● Short task A
In the surveillance passage, swap "aerial bombardment" for "air warfare" and please write out everything from "Later we monitored" down to "form of war.".
● Short task B
According to the surveillance passage, what two predicates formed the basis of the signals intelligence alliance among the English-speaking societies?
● Short task C
Decide whether each statement below agrees with the surveillance passage. Answer yes or no, and quote the words from the passage that settle it.
(i) The Cold War ended and the Soviet Union dissolved.
(ii) Twentieth-century communications were decentralized and privately run.
(iii) Pablo Picasso found bombing civilians from the air worthy of his work.

Instead what we had was a foreign intelligence service regarded as the
most important basis of American power, responsible to the chief
executive of the United States as commander-in-chief, and based in
military control and military integrity. Because, of course, integrity
was the other side of this coin. Military control ensured absolute
command deference with respect to the fundamental principle which made
it all "all right," which was: "No Listening Here." The boundary
between home and away was the boundary between absolutely permissible
and absolutely impermissible—between the world in which those whose
job it is to kill people and break things instead stole signals and
broke codes, and the constitutional system of ordered liberty.

There's lots to be said—and we will need to say it as our time
together goes by—about the morality of that assumption. But I must ask
you to keep in mind that it also was accompanied by the reality of
communications in the twentieth century, which were hierarchically
organized and very often state-controlled. When the United States
Government chose to listen to other governments abroad—to their
militaries, to their diplomatic communications, to their policy-makers
where they could—they were listening in a world of defined targets. As
to which they were roughly entitled to their favored assumption, which
was that everybody else was listening back at them on those targets
pretty much just as hard as they could, which was of course way less
hard than we, because we were the Empire. On this basis, we formed
fundamental alliances with the other English-speaking societies in the
world for a complete cooperation of signals intelligence, based around
two fundamental predicates: the listeners in each of the English
speaking societies were not listening at home, and they were not
spying on one another. Therefore they and we stood back to back in
their listening against the world. And on that basis, in the era of
the digital computer, we began to be capable of taking everything.

"Everything" was defined as all signals in the electromagnetic
spectrum and its copper wire accessories. The basic principle was:
hack, tap, steal—where the roof of every US embassy, and every
American naval asset at sea, and every other place that we could cram
antennas held the ones that we wanted to have there. And where every
deal that we could make for exchange of signals intelligence among
parties committed to listening gave us everything. Thus we could get
what we needed, and we felt we needed it all.

In the beginning we listened to militaries and their governments.
Later we monitored the flow of international trade as far as it
engaged American national security interests.

But there is this about the weapons of war: In 1937, bombing civilian
populations from the air was an innovation in the criminality of war,
and Pablo Picasso found it worthy of his work. Less than a decade
later, dozens of the greatest cities in the world lay in rubble and
United States Government had dropped nuclear weapons on cities in
Japan. Now the United States Government considers aerial bombardment
to be the cleanest form of war.

In the beginning we listened to armies, embassies, diplomats,
government officials. Then we listened to the global economy. Now we
are being told that spying on entire societies is normal.

The regime that we built to defend ourselves against nuclear
annihilation, in a world where access to the other fellow's signals is
what makes victory, came at the end of the twentieth century under two
forms of profound social restructuring. In the first place, the Cold
War ended and the Soviet Union dissolved. An entire establishment of
national security—which continues to absorb more resources in the
United States than in all the rest of the world put together, and I am
including the listeners—an entire national security structure
re-purposed itself, not to spy upon an empire with twenty-five
thousand nuclear weapons pointed down our throats, but at the entire
population of the world in order to locate a few thousand people
minded to various kinds of mass murder.

● Material

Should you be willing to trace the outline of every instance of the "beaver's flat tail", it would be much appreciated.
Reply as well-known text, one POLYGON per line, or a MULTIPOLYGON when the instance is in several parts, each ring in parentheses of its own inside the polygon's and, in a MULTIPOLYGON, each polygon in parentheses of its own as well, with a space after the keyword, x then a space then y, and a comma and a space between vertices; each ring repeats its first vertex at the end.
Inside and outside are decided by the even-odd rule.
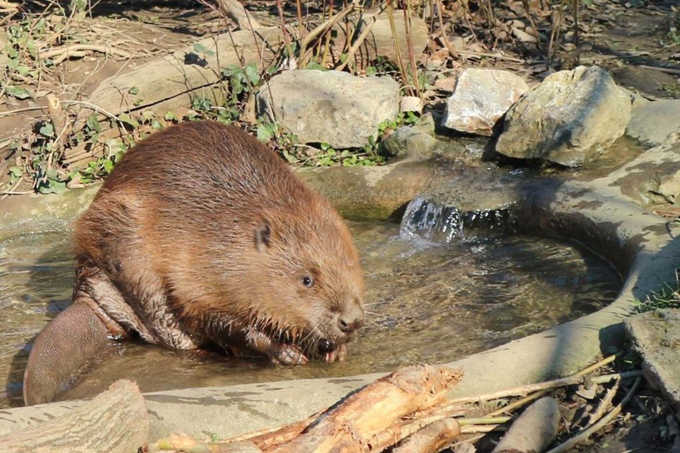
POLYGON ((109 330, 88 304, 75 302, 33 343, 24 372, 24 404, 54 401, 66 389, 74 372, 112 343, 109 330))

● Output A
Later we monitored the flow of international trade as far as it
engaged American national security interests.

But there is this about the weapons of war: In 1937, bombing civilian
populations from the air was an innovation in the criminality of war,
and Pablo Picasso found it worthy of his work. Less than a decade
later, dozens of the greatest cities in the world lay in rubble and
United States Government had dropped nuclear weapons on cities in
Japan. Now the United States Government considers air warfare
to be the cleanest form of war.

● Output B
The listeners in each of those societies were not listening at home, and they were not spying on one another.

● Output C
(i) Yes: "the Cold War ended and the Soviet Union dissolved."
(ii) No: "hierarchically organized and very often state-controlled."
(iii) Yes: "Pablo Picasso found it worthy of his work."